** Required task a **
Reproduce the forum thread text between "Sigh. You reep" and "Wishful thinking. Ideas?", inclusive.

** Reading text **

Well, dd1 has taken it up. If I ask her to do something she doesn't want to do, then she says, "It's not always about you!" She throws it out at some other choice moments.

Sigh. You reep what you sow. Okay, so now, how do I respond to this one? Because in truth, saying this is just not an appropriate way to deal with a problem.

I try to reflect back what the issue is and commiserate, but gads, I'd love it if she never said that again. Wishful thinking. Ideas?
post #2 of 6
I had one of those moments a few months back with the choice phrase "SHUT UP" while I was trying to hear my Ob on the phone and both girls were screaming like crazy (it was game; scream every time mom is on the phone) I told them firmly "I am sorry I said that to you. It is not nice to say and mommy made a mistake. We do not use those words." I said that several times, and made SURE Dh and I never, never say it and they quit saying it, I guess they got bored.
post #3 of 6
I have four children and sometimes it isn't all about just one of them: that is just the reality of being in a family.

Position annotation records

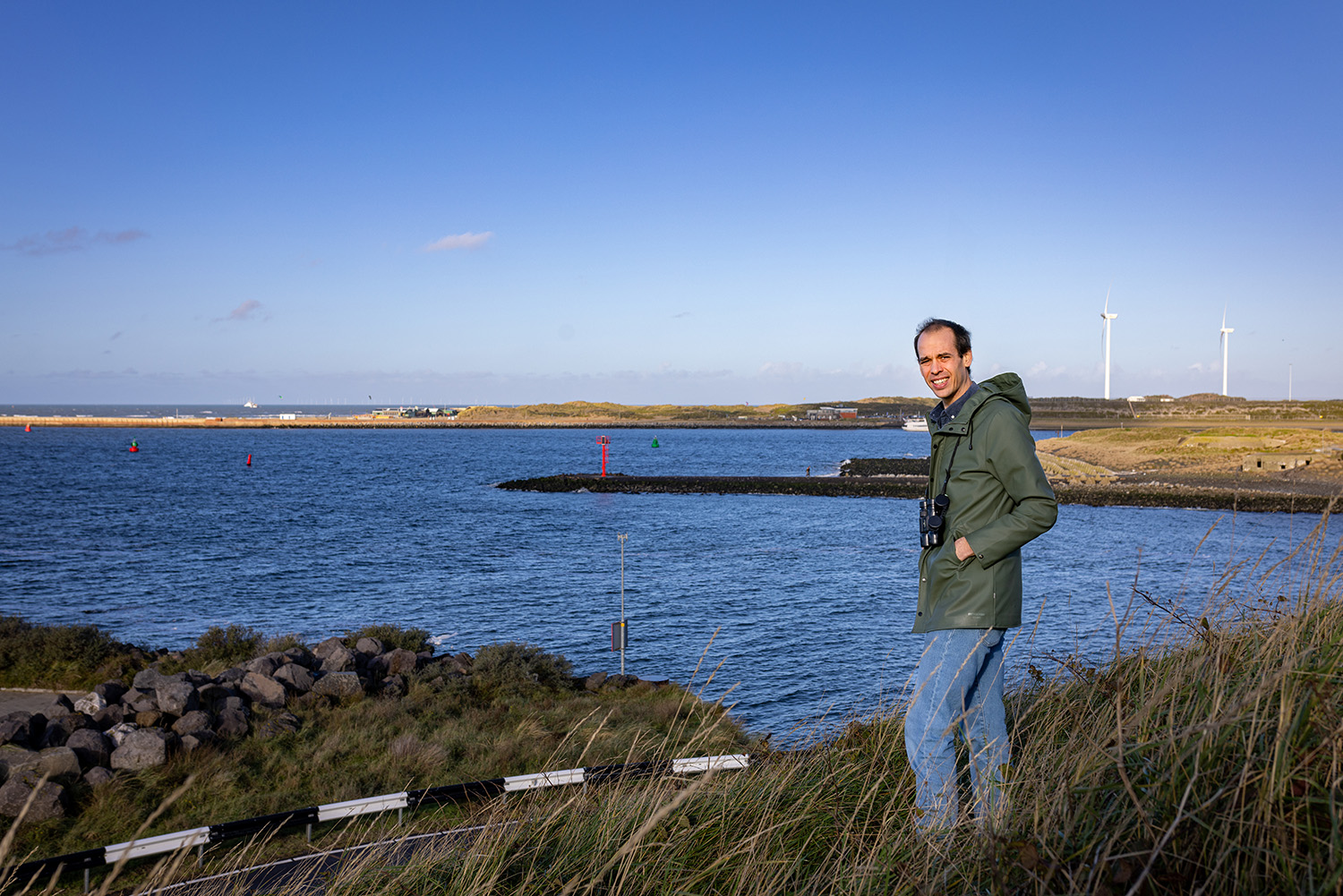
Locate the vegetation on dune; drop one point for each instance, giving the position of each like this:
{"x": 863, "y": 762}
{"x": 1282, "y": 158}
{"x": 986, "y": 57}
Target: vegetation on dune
{"x": 35, "y": 656}
{"x": 1208, "y": 759}
{"x": 520, "y": 711}
{"x": 1211, "y": 764}
{"x": 1173, "y": 449}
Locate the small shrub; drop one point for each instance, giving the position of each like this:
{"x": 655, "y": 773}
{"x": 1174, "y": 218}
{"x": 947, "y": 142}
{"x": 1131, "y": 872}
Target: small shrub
{"x": 228, "y": 645}
{"x": 413, "y": 640}
{"x": 70, "y": 656}
{"x": 284, "y": 643}
{"x": 512, "y": 670}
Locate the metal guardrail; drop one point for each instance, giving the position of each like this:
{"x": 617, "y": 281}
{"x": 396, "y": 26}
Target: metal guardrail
{"x": 201, "y": 837}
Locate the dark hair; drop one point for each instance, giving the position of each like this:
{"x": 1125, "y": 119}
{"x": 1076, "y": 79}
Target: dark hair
{"x": 956, "y": 329}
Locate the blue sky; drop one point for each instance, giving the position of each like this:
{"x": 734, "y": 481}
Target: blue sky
{"x": 692, "y": 201}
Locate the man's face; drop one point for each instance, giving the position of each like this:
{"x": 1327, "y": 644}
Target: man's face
{"x": 945, "y": 372}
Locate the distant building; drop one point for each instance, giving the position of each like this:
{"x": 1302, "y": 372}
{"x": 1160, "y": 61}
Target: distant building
{"x": 833, "y": 414}
{"x": 1275, "y": 461}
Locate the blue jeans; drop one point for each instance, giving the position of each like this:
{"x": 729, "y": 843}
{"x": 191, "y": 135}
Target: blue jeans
{"x": 958, "y": 684}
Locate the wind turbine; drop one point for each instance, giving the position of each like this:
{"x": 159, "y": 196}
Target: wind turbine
{"x": 1107, "y": 317}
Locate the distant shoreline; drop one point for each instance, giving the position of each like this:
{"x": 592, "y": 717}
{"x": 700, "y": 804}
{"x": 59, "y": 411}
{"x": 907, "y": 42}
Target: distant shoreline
{"x": 363, "y": 421}
{"x": 1144, "y": 493}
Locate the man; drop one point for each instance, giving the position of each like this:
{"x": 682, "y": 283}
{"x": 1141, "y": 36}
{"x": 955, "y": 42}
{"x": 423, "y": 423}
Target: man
{"x": 988, "y": 496}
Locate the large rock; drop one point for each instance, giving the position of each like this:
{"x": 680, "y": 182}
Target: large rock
{"x": 110, "y": 691}
{"x": 150, "y": 719}
{"x": 176, "y": 697}
{"x": 325, "y": 648}
{"x": 295, "y": 678}
{"x": 262, "y": 665}
{"x": 392, "y": 687}
{"x": 300, "y": 656}
{"x": 193, "y": 721}
{"x": 90, "y": 747}
{"x": 263, "y": 691}
{"x": 148, "y": 678}
{"x": 15, "y": 759}
{"x": 58, "y": 707}
{"x": 231, "y": 723}
{"x": 117, "y": 734}
{"x": 109, "y": 716}
{"x": 48, "y": 801}
{"x": 400, "y": 662}
{"x": 142, "y": 748}
{"x": 139, "y": 700}
{"x": 91, "y": 703}
{"x": 21, "y": 729}
{"x": 338, "y": 659}
{"x": 277, "y": 724}
{"x": 212, "y": 695}
{"x": 231, "y": 676}
{"x": 59, "y": 761}
{"x": 338, "y": 684}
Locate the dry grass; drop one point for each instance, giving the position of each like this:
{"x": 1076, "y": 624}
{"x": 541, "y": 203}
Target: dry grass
{"x": 1211, "y": 764}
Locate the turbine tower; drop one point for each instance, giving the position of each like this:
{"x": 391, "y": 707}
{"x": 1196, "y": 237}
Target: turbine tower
{"x": 1107, "y": 317}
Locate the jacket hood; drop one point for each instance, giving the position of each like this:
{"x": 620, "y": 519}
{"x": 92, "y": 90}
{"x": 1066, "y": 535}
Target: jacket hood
{"x": 1005, "y": 386}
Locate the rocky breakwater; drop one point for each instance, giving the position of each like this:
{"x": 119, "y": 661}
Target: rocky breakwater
{"x": 117, "y": 729}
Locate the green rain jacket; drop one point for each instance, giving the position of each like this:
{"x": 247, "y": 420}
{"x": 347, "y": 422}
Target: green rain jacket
{"x": 999, "y": 501}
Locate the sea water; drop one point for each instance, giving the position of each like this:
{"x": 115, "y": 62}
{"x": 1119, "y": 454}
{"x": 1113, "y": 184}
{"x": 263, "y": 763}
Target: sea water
{"x": 798, "y": 608}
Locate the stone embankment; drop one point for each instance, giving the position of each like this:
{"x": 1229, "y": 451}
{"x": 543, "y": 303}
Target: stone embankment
{"x": 1111, "y": 491}
{"x": 118, "y": 729}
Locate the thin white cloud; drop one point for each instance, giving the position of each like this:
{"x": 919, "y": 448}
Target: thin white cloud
{"x": 459, "y": 241}
{"x": 72, "y": 239}
{"x": 244, "y": 311}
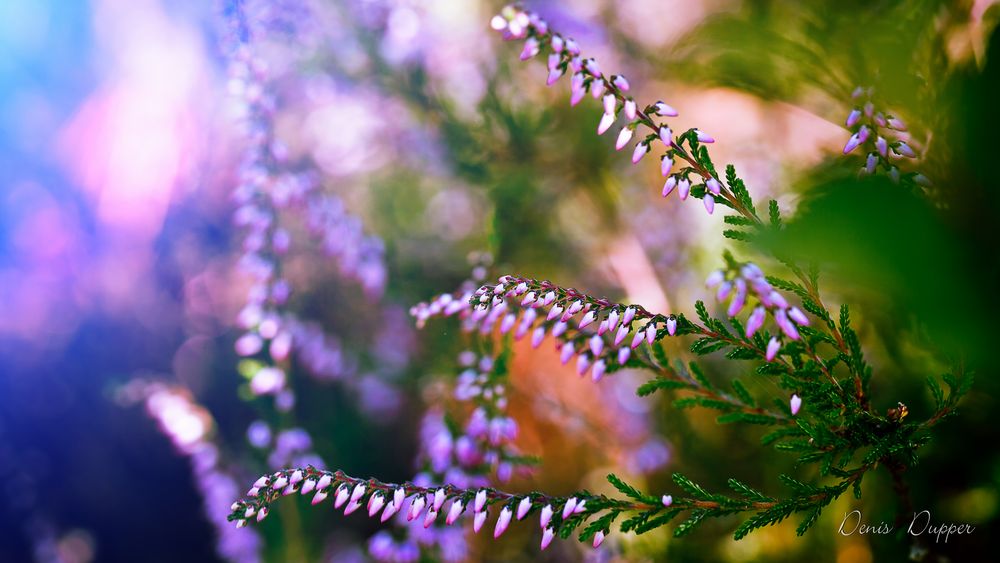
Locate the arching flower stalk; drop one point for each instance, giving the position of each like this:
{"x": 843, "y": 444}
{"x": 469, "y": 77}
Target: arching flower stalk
{"x": 882, "y": 137}
{"x": 684, "y": 160}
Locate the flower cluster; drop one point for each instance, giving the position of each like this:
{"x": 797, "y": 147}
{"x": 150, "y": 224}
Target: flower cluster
{"x": 429, "y": 505}
{"x": 189, "y": 426}
{"x": 697, "y": 177}
{"x": 882, "y": 135}
{"x": 741, "y": 282}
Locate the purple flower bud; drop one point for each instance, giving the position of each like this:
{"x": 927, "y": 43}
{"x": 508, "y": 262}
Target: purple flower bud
{"x": 375, "y": 504}
{"x": 596, "y": 345}
{"x": 683, "y": 188}
{"x": 881, "y": 145}
{"x": 623, "y": 355}
{"x": 667, "y": 136}
{"x": 669, "y": 185}
{"x": 853, "y": 118}
{"x": 547, "y": 536}
{"x": 852, "y": 143}
{"x": 630, "y": 109}
{"x": 665, "y": 109}
{"x": 871, "y": 163}
{"x": 609, "y": 103}
{"x": 798, "y": 316}
{"x": 454, "y": 512}
{"x": 598, "y": 372}
{"x": 502, "y": 522}
{"x": 554, "y": 76}
{"x": 715, "y": 278}
{"x": 607, "y": 120}
{"x": 545, "y": 517}
{"x": 651, "y": 332}
{"x": 666, "y": 163}
{"x": 480, "y": 500}
{"x": 537, "y": 336}
{"x": 623, "y": 138}
{"x": 904, "y": 149}
{"x": 639, "y": 152}
{"x": 530, "y": 48}
{"x": 566, "y": 353}
{"x": 772, "y": 348}
{"x": 755, "y": 321}
{"x": 343, "y": 492}
{"x": 558, "y": 43}
{"x": 569, "y": 507}
{"x": 621, "y": 334}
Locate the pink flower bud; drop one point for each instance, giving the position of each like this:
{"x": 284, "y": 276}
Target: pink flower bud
{"x": 607, "y": 120}
{"x": 547, "y": 536}
{"x": 569, "y": 507}
{"x": 666, "y": 163}
{"x": 772, "y": 348}
{"x": 623, "y": 355}
{"x": 683, "y": 188}
{"x": 669, "y": 185}
{"x": 639, "y": 152}
{"x": 853, "y": 118}
{"x": 598, "y": 372}
{"x": 630, "y": 109}
{"x": 713, "y": 186}
{"x": 454, "y": 512}
{"x": 609, "y": 103}
{"x": 623, "y": 138}
{"x": 502, "y": 522}
{"x": 665, "y": 110}
{"x": 667, "y": 136}
{"x": 852, "y": 143}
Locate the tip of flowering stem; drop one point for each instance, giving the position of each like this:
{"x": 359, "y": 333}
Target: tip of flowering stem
{"x": 631, "y": 111}
{"x": 639, "y": 152}
{"x": 773, "y": 346}
{"x": 666, "y": 164}
{"x": 607, "y": 120}
{"x": 683, "y": 188}
{"x": 547, "y": 536}
{"x": 665, "y": 110}
{"x": 669, "y": 185}
{"x": 545, "y": 517}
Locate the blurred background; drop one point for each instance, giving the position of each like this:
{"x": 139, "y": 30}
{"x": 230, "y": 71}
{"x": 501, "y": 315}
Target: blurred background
{"x": 401, "y": 145}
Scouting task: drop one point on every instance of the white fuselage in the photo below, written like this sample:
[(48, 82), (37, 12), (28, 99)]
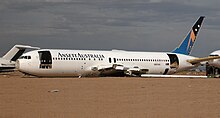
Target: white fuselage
[(51, 62)]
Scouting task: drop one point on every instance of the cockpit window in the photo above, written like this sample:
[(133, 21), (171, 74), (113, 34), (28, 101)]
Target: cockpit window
[(25, 57)]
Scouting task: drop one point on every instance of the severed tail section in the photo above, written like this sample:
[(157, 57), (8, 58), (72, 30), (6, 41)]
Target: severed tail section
[(186, 45)]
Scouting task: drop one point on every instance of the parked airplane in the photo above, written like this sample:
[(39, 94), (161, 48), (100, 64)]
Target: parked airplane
[(215, 62), (8, 60), (55, 62)]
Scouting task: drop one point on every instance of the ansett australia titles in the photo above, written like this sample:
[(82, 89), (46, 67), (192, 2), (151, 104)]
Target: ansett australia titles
[(78, 55)]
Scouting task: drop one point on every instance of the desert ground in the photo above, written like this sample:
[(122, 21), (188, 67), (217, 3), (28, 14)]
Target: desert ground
[(108, 97)]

** Required task b **
Render the lines of the listing from the line holding "Scouting task: drop one point on every instance of the white" through the end of the listing, inclusive, as a numbered list. Skip blank lines and leave the pictures out.

** Written answer a **
Sigh. You reep what you sow. Okay, so now, how do I respond to this one? Because in truth, saying this is just not an appropriate way to deal with a problem.

I try to reflect back what the issue is and commiserate, but gads, I'd love it if she never said that again. Wishful thinking. Ideas?

** Written answer b **
1. Scouting task: drop one point on every instance of the white fuselage in the photo below, written like this sample:
2. [(48, 82), (37, 12), (28, 99)]
3. Target: white fuselage
4. [(51, 62)]
5. Scouting task: drop one point on every instance of the cockpit window in the photo above, written like this sample:
6. [(133, 21), (171, 74), (113, 34), (28, 101)]
7. Target: cockpit window
8. [(25, 57)]
9. Scouting task: drop one point on every instance of the severed tail section in the photo above, written like this sample:
10. [(157, 57), (8, 58), (72, 30), (6, 41)]
11. Target: severed tail section
12. [(186, 45)]
13. Scouting task: drop one point on every instance of the parked airplane in the photo above, written like this sample:
14. [(39, 94), (161, 48), (100, 64)]
15. Target: parked airplane
16. [(215, 62), (8, 60), (55, 62)]
17. Scouting task: drop one point on every instance of the ansett australia titles in the photo above, written like this sample:
18. [(82, 89), (46, 67), (192, 2), (151, 104)]
19. Target: ansett australia titles
20. [(78, 55)]
21. Scouting task: drop one point on every instance of the desert ground in the photo above, written like this sample:
22. [(122, 21), (188, 67), (217, 3), (28, 14)]
23. Target: desert ground
24. [(108, 97)]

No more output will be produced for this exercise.